* Begin Data records *

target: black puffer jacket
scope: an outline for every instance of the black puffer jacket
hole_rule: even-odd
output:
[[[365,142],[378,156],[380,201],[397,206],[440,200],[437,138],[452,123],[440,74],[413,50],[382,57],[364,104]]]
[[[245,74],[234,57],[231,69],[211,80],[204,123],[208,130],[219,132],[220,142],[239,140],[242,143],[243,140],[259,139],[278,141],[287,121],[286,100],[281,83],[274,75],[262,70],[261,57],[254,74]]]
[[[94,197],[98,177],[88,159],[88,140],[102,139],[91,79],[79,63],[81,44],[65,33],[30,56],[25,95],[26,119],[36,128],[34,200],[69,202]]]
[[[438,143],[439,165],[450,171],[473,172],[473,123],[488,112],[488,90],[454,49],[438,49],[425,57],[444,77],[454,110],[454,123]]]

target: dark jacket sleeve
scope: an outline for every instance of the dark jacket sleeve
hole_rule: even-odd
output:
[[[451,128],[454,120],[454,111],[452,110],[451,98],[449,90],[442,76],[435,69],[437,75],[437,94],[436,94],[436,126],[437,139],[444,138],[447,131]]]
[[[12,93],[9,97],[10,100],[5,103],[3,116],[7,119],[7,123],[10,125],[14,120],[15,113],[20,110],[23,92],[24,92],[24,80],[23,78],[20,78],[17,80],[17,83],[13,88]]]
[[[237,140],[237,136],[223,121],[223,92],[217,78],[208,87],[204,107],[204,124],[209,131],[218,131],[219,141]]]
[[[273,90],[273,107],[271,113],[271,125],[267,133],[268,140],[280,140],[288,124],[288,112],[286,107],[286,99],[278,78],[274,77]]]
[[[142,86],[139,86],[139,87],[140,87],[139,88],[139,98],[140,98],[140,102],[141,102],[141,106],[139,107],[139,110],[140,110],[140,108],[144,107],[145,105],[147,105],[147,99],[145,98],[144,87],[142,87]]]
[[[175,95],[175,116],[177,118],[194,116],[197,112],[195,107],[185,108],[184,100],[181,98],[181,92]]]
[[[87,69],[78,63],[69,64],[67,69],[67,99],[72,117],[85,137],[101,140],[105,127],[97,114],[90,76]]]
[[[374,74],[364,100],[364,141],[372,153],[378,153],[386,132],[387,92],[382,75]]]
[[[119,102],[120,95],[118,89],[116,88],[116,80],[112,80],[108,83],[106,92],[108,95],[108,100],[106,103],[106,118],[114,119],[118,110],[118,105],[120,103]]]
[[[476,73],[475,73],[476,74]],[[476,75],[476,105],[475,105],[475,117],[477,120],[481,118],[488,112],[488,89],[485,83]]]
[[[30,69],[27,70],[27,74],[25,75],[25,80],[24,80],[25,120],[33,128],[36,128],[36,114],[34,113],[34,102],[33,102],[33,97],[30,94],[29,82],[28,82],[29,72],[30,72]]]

* End Data records *

▶ [Written problem]:
Pull out each line in the entries above that contains the string "scope". Case counts, so a line matches only if the capitalization is the same.

▶ [The output]:
scope: an outline for every instance of the black puffer jacket
scope: an outline for every instance of the dark jacket sleeve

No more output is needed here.